### YOUR OBJECTIVE:
Wherever the word "plant" appears in a line of the data, that line should be copied.

Dataset entries
<<<<
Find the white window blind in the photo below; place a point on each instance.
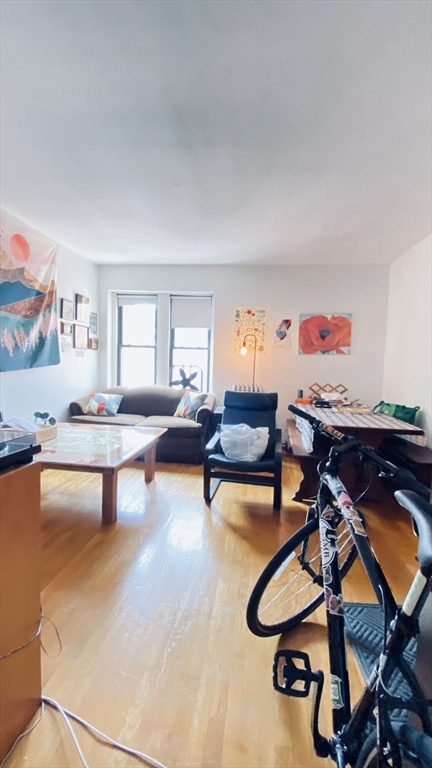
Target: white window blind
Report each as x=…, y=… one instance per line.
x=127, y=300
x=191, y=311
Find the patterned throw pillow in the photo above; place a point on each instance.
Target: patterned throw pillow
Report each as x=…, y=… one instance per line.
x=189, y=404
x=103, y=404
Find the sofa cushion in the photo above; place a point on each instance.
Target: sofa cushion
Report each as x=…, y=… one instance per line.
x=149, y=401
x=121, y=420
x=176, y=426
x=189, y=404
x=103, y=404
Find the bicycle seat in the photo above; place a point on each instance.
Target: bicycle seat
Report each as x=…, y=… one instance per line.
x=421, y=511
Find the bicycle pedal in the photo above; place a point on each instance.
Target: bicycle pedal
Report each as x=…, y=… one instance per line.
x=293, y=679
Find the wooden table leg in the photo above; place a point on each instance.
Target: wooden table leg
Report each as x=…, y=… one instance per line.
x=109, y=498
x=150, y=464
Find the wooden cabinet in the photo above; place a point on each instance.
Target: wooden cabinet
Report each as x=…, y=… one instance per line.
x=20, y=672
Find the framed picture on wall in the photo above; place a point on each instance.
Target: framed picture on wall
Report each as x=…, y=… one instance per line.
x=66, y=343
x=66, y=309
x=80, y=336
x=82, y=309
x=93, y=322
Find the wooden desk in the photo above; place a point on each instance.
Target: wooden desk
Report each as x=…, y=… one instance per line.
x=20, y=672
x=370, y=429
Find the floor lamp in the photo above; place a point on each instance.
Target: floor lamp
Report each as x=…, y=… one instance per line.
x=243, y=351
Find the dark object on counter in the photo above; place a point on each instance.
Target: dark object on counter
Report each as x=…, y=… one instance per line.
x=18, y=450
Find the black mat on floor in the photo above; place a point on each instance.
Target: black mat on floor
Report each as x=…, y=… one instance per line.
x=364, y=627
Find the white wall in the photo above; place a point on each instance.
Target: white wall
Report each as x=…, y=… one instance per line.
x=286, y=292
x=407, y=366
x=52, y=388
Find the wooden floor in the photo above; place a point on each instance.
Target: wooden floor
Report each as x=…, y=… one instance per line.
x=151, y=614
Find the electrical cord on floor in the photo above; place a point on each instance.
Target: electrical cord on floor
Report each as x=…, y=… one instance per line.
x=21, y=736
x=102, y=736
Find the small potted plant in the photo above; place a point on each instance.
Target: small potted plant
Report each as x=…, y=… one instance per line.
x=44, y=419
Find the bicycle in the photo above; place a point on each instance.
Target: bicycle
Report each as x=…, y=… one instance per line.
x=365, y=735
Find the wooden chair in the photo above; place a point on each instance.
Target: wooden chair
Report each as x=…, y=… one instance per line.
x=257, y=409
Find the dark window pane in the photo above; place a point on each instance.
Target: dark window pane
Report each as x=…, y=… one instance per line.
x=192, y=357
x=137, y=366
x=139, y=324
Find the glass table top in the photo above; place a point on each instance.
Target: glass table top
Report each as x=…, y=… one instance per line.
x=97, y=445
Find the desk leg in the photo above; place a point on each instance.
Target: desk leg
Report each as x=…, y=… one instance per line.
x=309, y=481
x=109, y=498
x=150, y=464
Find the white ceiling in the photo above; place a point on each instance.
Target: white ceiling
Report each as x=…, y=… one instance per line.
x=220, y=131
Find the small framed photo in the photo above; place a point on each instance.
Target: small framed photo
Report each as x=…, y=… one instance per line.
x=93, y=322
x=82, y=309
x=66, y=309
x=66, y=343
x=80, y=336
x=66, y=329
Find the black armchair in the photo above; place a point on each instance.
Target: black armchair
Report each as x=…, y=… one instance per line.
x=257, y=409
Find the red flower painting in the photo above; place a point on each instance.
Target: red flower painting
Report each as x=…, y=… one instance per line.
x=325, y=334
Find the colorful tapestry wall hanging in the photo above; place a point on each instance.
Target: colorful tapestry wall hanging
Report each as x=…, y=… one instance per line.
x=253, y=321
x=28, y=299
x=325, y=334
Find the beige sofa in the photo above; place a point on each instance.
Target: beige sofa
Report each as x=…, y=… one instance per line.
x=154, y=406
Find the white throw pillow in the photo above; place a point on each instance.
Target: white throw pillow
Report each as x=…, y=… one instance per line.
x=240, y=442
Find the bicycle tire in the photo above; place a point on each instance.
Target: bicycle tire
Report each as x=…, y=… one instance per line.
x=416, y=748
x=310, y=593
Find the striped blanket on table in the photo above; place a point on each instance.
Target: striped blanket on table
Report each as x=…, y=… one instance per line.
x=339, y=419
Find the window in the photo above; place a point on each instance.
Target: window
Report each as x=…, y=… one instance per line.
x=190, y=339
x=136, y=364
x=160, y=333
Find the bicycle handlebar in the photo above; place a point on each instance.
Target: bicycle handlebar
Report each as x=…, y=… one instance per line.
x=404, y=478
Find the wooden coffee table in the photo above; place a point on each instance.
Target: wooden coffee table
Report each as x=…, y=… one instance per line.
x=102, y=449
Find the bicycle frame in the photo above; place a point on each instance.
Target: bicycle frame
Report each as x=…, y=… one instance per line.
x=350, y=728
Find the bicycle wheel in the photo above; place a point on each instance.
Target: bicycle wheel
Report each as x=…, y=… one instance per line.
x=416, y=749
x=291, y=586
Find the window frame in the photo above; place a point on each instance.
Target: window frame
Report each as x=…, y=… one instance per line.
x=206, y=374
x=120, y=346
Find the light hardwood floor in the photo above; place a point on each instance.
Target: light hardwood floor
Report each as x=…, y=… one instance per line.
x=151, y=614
>>>>
<<<<
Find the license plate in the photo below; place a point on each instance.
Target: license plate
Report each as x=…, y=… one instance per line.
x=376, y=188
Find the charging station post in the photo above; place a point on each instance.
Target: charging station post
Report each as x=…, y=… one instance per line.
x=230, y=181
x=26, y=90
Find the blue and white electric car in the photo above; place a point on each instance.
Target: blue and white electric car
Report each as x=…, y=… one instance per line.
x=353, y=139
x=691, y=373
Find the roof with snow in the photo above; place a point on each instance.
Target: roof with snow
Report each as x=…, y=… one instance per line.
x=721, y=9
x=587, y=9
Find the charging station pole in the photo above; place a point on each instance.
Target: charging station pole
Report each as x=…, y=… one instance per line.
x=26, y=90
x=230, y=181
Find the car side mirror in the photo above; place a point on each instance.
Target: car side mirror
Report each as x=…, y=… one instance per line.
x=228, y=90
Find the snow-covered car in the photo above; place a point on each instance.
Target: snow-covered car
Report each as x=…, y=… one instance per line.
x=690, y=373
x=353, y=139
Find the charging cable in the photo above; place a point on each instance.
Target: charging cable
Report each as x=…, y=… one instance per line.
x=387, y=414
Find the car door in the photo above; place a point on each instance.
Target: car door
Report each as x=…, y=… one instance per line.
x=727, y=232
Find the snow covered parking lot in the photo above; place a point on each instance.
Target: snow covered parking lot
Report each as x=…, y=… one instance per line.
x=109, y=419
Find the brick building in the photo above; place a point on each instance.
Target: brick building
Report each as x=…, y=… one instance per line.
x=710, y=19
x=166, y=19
>>>>
### TASK RESPONSE:
Find the small potted plant in the photo above; place a point on each instance.
Target: small potted plant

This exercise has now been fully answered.